Start of PASSAGE TO READ
Precision’s strategic priorities for 2018 are as follows:

 

1.Reduce debt by generating free cash flow while continuing to fund only the most attractive investment opportunities – we generated $154 million in funds provided by operations (see “NON-GAAP MEASURES”) in the first half of 2018, representing an $84 million increase over the prior year comparative period. Utilizing cash generated in the second quarter, we reduced debt by $75 million through a partial redemption of our 2021 unsecured senior notes and open market debt repurchases of our 2021 and 2024 notes. We communicated a firm goal to reduce debt by $75 to $125 million in 2018 and have successfully achieved the low end of that range in the first half of this year. In addition, we ended the second quarter with $95 million of cash on the balance sheet.
End of PASSAGE TO READ
Start of EXTRACTED ENTRIES
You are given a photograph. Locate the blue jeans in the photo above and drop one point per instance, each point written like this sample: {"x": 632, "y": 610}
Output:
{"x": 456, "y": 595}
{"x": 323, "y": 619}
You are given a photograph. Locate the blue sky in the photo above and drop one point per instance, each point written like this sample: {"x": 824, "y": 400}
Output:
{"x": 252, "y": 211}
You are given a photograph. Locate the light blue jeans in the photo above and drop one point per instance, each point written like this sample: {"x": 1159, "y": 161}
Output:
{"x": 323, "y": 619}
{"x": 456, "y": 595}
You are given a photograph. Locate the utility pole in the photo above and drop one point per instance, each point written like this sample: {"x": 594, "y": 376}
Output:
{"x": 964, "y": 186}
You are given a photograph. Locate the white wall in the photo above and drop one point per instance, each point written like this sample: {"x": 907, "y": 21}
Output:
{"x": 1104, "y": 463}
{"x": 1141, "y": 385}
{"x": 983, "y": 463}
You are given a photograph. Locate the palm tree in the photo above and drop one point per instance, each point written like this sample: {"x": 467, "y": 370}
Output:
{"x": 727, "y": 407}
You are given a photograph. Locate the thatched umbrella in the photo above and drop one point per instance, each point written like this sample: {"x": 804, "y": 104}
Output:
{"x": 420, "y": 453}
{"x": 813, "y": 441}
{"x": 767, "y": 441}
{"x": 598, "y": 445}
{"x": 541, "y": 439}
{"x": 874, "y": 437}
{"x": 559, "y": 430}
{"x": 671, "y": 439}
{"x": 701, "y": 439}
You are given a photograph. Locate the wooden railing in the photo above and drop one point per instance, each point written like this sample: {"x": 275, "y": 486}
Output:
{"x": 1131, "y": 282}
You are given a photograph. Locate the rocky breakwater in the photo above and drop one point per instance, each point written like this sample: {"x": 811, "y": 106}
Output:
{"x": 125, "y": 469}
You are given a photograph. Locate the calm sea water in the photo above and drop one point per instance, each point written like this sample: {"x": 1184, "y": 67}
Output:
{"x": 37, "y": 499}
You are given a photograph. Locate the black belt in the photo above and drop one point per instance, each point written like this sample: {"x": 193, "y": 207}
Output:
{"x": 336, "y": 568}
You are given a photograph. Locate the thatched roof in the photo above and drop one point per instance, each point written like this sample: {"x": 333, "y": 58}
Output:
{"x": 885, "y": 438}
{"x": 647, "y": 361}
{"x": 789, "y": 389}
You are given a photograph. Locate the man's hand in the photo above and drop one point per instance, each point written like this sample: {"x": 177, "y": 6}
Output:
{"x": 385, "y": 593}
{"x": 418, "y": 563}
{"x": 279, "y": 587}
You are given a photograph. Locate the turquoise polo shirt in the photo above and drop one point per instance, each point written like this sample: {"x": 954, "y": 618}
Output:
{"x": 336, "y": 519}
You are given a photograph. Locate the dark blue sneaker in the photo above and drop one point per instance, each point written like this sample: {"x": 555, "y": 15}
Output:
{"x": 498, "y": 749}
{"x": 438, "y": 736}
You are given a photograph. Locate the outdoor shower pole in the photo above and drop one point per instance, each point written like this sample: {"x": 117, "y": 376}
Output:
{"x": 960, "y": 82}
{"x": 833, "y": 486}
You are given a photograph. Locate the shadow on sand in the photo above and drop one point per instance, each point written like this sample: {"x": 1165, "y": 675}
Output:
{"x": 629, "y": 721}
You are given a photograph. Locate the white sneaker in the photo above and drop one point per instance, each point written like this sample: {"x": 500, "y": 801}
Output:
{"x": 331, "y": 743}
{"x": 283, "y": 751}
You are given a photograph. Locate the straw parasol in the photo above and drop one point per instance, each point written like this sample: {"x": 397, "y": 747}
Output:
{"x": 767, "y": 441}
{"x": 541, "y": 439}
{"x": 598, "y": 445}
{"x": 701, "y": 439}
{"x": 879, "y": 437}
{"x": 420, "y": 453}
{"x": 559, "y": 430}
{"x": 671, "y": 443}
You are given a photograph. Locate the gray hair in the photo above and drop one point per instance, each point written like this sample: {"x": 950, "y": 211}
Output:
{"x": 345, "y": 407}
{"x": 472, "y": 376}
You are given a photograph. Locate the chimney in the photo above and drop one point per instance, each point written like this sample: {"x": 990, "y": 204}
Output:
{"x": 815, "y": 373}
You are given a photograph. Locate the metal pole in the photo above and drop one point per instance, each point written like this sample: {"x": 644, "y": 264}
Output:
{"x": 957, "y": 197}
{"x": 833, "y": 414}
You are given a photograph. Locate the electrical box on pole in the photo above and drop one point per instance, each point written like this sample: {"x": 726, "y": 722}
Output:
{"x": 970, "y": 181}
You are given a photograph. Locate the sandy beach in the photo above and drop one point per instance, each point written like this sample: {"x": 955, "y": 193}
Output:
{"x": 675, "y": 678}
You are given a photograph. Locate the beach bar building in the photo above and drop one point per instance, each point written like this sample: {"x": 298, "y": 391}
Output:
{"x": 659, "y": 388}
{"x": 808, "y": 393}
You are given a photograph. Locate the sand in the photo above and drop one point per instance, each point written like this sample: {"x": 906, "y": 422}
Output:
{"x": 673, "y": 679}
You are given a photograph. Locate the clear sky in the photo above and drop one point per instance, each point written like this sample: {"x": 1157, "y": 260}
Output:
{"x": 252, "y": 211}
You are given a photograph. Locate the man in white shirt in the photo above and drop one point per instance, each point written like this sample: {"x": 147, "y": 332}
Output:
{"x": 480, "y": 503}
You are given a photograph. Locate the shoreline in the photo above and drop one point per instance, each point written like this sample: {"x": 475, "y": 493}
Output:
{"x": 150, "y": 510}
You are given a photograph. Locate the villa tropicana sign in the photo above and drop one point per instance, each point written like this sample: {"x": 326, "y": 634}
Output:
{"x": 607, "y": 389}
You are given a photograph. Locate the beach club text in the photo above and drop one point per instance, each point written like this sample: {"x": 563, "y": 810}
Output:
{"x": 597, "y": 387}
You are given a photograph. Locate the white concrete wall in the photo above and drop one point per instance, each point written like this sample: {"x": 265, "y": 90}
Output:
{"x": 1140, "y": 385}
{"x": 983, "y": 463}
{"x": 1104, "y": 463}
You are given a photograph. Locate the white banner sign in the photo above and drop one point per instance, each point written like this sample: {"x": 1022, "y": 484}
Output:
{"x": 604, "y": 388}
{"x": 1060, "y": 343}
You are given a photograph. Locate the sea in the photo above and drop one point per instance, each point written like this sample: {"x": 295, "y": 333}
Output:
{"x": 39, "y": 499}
End of EXTRACTED ENTRIES
**TASK:** Carry on the passage on Precision's strategic priorities for 2018 from the point where it stops.

**THE OUTPUT:**
2.Reinforce Precision’s High Performance competitive advantage by deploying Process Automation Controls (PAC), Directional Guidance Systems (DGS) and Drilling Performance Apps (Apps) on a wide scale basis – year to date in 2018 we have drilled over 70 wells using our DGS compared to 58 wells in all of 2017. In addition, approximately 60% of these jobs used a reduced crew compared to only 30% in 2017. We have 21 rigs currently running in the field with PAC and have drilled approximately 230 wells with this technology in 2018 compared to 154 in all of 2017. Earlier this year we also equipped our training rigs in Nisku and Houston with PAC technology. Customer adoption is rising, and we expect to be running a total of 31 systems by year end, continuing full scale deployment and commercialization. Additionally, we are deploying revenue generating Apps on several rigs and currently have 12 Apps in varying stages of commercial development showcasing the open platform of our PAC system. Several Apps are customer-built and supported by Precision’s PAC platform with specific hosting agreements in place.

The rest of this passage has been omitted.